▸ **EXERCISE**:
Copy each of the items below word for word, changing nothing.

▸ **MATERIAL SHOWN**:
= = = = =

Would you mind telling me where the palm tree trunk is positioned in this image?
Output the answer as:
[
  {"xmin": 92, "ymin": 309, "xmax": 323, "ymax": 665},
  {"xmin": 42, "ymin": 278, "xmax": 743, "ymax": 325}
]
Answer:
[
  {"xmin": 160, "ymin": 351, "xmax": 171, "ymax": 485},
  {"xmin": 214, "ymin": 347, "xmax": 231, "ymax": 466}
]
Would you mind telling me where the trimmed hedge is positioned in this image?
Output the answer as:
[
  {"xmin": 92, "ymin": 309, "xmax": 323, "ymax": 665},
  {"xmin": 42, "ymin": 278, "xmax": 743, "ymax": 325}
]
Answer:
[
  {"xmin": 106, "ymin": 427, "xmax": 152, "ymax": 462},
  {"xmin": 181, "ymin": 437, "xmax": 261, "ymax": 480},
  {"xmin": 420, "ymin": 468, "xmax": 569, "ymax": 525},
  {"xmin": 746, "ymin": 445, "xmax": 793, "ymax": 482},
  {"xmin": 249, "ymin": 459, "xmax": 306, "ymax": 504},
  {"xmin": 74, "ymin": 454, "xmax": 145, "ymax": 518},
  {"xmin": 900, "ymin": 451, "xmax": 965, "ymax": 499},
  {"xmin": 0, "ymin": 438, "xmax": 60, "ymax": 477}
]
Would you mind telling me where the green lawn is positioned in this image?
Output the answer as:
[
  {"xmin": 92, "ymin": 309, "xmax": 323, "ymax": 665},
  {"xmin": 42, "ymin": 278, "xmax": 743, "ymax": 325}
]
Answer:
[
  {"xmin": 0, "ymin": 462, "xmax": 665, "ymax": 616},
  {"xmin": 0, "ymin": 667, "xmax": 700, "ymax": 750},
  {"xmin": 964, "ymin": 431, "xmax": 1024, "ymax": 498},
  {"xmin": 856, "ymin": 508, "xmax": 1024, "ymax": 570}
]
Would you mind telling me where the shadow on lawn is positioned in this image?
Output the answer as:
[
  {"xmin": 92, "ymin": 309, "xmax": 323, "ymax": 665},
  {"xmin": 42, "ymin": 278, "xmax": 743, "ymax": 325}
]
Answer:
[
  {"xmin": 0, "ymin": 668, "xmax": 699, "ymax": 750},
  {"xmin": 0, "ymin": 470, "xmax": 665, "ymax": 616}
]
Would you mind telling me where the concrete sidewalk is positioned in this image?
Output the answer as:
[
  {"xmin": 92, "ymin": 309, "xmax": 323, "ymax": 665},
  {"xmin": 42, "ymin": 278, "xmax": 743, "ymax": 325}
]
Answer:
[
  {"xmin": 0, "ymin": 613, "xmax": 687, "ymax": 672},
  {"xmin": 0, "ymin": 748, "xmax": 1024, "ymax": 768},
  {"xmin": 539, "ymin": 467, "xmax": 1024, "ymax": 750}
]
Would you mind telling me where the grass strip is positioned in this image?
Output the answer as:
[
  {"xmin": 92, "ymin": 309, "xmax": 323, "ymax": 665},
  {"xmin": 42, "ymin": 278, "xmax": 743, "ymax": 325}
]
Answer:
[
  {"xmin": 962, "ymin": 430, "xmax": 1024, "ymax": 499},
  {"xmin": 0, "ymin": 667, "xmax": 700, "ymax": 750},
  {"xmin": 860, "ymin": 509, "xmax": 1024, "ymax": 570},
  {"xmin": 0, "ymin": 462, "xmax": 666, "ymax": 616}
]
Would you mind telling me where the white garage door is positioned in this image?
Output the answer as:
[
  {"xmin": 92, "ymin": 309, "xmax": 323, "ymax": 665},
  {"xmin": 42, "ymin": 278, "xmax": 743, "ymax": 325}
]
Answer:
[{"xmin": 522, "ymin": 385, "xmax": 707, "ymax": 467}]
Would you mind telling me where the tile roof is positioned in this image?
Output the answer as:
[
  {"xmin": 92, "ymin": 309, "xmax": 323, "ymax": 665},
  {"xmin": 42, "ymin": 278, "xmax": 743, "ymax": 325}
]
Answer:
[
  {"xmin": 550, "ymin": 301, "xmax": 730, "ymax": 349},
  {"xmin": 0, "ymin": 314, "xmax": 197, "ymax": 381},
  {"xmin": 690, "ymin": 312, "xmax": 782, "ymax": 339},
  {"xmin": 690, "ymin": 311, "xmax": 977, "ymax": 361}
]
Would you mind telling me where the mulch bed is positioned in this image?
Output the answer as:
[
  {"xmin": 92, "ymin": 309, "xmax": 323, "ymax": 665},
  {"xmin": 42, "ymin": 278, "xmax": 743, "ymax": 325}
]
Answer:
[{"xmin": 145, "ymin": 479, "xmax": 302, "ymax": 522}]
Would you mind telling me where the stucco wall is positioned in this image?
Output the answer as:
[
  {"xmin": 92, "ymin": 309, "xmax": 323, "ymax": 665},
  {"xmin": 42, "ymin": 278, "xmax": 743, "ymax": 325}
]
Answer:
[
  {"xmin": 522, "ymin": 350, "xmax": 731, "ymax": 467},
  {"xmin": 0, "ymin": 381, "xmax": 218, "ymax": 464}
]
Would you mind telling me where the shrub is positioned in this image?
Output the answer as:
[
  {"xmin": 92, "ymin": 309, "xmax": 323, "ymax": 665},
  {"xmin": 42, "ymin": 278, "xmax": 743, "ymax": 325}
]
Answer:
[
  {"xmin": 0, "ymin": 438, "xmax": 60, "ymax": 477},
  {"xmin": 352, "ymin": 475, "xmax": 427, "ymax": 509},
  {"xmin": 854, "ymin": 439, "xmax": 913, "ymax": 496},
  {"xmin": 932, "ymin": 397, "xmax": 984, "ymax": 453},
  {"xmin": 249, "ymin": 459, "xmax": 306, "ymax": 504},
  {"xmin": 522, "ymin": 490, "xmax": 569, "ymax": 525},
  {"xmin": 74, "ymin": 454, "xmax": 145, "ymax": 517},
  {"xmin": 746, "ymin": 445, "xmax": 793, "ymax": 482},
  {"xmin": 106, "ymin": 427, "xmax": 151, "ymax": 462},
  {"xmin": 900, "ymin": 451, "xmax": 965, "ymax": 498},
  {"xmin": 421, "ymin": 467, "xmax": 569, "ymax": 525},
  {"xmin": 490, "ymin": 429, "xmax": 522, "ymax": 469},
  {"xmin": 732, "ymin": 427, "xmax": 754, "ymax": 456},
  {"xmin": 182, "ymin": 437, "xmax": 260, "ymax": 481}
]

= = = = =

▸ **RESULT FOR THIS EXERCISE**:
Would you mind telling me where the palm tree trunk is positioned in this image?
Output the answer as:
[
  {"xmin": 92, "ymin": 309, "xmax": 323, "ymax": 665},
  {"xmin": 42, "ymin": 278, "xmax": 743, "ymax": 325}
]
Answer:
[
  {"xmin": 160, "ymin": 351, "xmax": 171, "ymax": 485},
  {"xmin": 214, "ymin": 347, "xmax": 231, "ymax": 466}
]
Would you mind telling me where the trimmed hedge is positioned in this image?
Output the answer as:
[
  {"xmin": 92, "ymin": 309, "xmax": 323, "ymax": 665},
  {"xmin": 42, "ymin": 278, "xmax": 743, "ymax": 325}
]
Answer:
[
  {"xmin": 106, "ymin": 427, "xmax": 152, "ymax": 462},
  {"xmin": 181, "ymin": 437, "xmax": 261, "ymax": 480},
  {"xmin": 420, "ymin": 468, "xmax": 569, "ymax": 525},
  {"xmin": 746, "ymin": 445, "xmax": 793, "ymax": 482},
  {"xmin": 249, "ymin": 459, "xmax": 306, "ymax": 504},
  {"xmin": 74, "ymin": 454, "xmax": 145, "ymax": 518},
  {"xmin": 900, "ymin": 451, "xmax": 965, "ymax": 499},
  {"xmin": 0, "ymin": 438, "xmax": 60, "ymax": 477}
]
Would you mind telling me where the green lawn is positioned in this image?
Output the answer as:
[
  {"xmin": 92, "ymin": 309, "xmax": 323, "ymax": 665},
  {"xmin": 42, "ymin": 278, "xmax": 743, "ymax": 325}
]
Answer:
[
  {"xmin": 0, "ymin": 462, "xmax": 665, "ymax": 616},
  {"xmin": 0, "ymin": 667, "xmax": 700, "ymax": 750},
  {"xmin": 964, "ymin": 431, "xmax": 1024, "ymax": 498},
  {"xmin": 856, "ymin": 508, "xmax": 1024, "ymax": 570}
]
Would you mind telling me where the shadow on lawn is positioned in this image?
Output the answer as:
[
  {"xmin": 92, "ymin": 309, "xmax": 323, "ymax": 665},
  {"xmin": 42, "ymin": 278, "xmax": 743, "ymax": 325}
]
Answer:
[
  {"xmin": 0, "ymin": 668, "xmax": 699, "ymax": 750},
  {"xmin": 0, "ymin": 470, "xmax": 665, "ymax": 616}
]
Would you mind telling me where the concrete sidewalk is positioned in this image?
Output the answer as:
[
  {"xmin": 92, "ymin": 309, "xmax": 323, "ymax": 665},
  {"xmin": 42, "ymin": 278, "xmax": 743, "ymax": 325}
]
Answer:
[
  {"xmin": 0, "ymin": 613, "xmax": 687, "ymax": 672},
  {"xmin": 0, "ymin": 748, "xmax": 1024, "ymax": 768},
  {"xmin": 539, "ymin": 467, "xmax": 1024, "ymax": 750}
]
Would you mind telling me where the grass strip is positioned in this image?
Output the answer as:
[
  {"xmin": 92, "ymin": 309, "xmax": 323, "ymax": 665},
  {"xmin": 42, "ymin": 278, "xmax": 743, "ymax": 325}
]
Answer:
[
  {"xmin": 962, "ymin": 430, "xmax": 1024, "ymax": 499},
  {"xmin": 0, "ymin": 667, "xmax": 700, "ymax": 750},
  {"xmin": 860, "ymin": 509, "xmax": 1024, "ymax": 570},
  {"xmin": 0, "ymin": 462, "xmax": 666, "ymax": 616}
]
Would you mind telling me where the white garage door is positioned in this image?
Output the answer as:
[
  {"xmin": 92, "ymin": 309, "xmax": 323, "ymax": 665},
  {"xmin": 42, "ymin": 278, "xmax": 743, "ymax": 325}
]
Answer:
[{"xmin": 522, "ymin": 385, "xmax": 707, "ymax": 467}]
Would you mind telling me where the tile roof is positioned in this image?
Output the answer as:
[
  {"xmin": 92, "ymin": 309, "xmax": 323, "ymax": 665},
  {"xmin": 42, "ymin": 278, "xmax": 743, "ymax": 325}
]
Answer:
[
  {"xmin": 550, "ymin": 301, "xmax": 730, "ymax": 349},
  {"xmin": 0, "ymin": 314, "xmax": 197, "ymax": 381},
  {"xmin": 690, "ymin": 312, "xmax": 782, "ymax": 339},
  {"xmin": 690, "ymin": 311, "xmax": 977, "ymax": 361}
]
Would you mind telling me where the mulch bed is positioned in this image?
Output the answer as:
[
  {"xmin": 92, "ymin": 309, "xmax": 323, "ymax": 665},
  {"xmin": 42, "ymin": 278, "xmax": 743, "ymax": 325}
]
Answer:
[{"xmin": 145, "ymin": 479, "xmax": 302, "ymax": 522}]
Would you mind telling me where the stucco wall is positioned in this image?
Output the answer as:
[
  {"xmin": 92, "ymin": 309, "xmax": 323, "ymax": 665},
  {"xmin": 42, "ymin": 278, "xmax": 743, "ymax": 325}
]
Answer:
[
  {"xmin": 522, "ymin": 350, "xmax": 731, "ymax": 467},
  {"xmin": 0, "ymin": 381, "xmax": 218, "ymax": 464}
]
Would you mind telling me where the shrub is positioned in this image?
Output the answer as:
[
  {"xmin": 92, "ymin": 309, "xmax": 323, "ymax": 665},
  {"xmin": 42, "ymin": 278, "xmax": 743, "ymax": 325}
]
Answer:
[
  {"xmin": 0, "ymin": 438, "xmax": 60, "ymax": 477},
  {"xmin": 352, "ymin": 475, "xmax": 427, "ymax": 509},
  {"xmin": 854, "ymin": 439, "xmax": 913, "ymax": 496},
  {"xmin": 932, "ymin": 397, "xmax": 984, "ymax": 453},
  {"xmin": 249, "ymin": 459, "xmax": 306, "ymax": 504},
  {"xmin": 522, "ymin": 490, "xmax": 569, "ymax": 525},
  {"xmin": 74, "ymin": 454, "xmax": 145, "ymax": 517},
  {"xmin": 746, "ymin": 445, "xmax": 793, "ymax": 482},
  {"xmin": 106, "ymin": 427, "xmax": 151, "ymax": 462},
  {"xmin": 900, "ymin": 451, "xmax": 965, "ymax": 498},
  {"xmin": 421, "ymin": 467, "xmax": 569, "ymax": 525},
  {"xmin": 490, "ymin": 429, "xmax": 522, "ymax": 469},
  {"xmin": 732, "ymin": 427, "xmax": 754, "ymax": 456},
  {"xmin": 182, "ymin": 437, "xmax": 260, "ymax": 481}
]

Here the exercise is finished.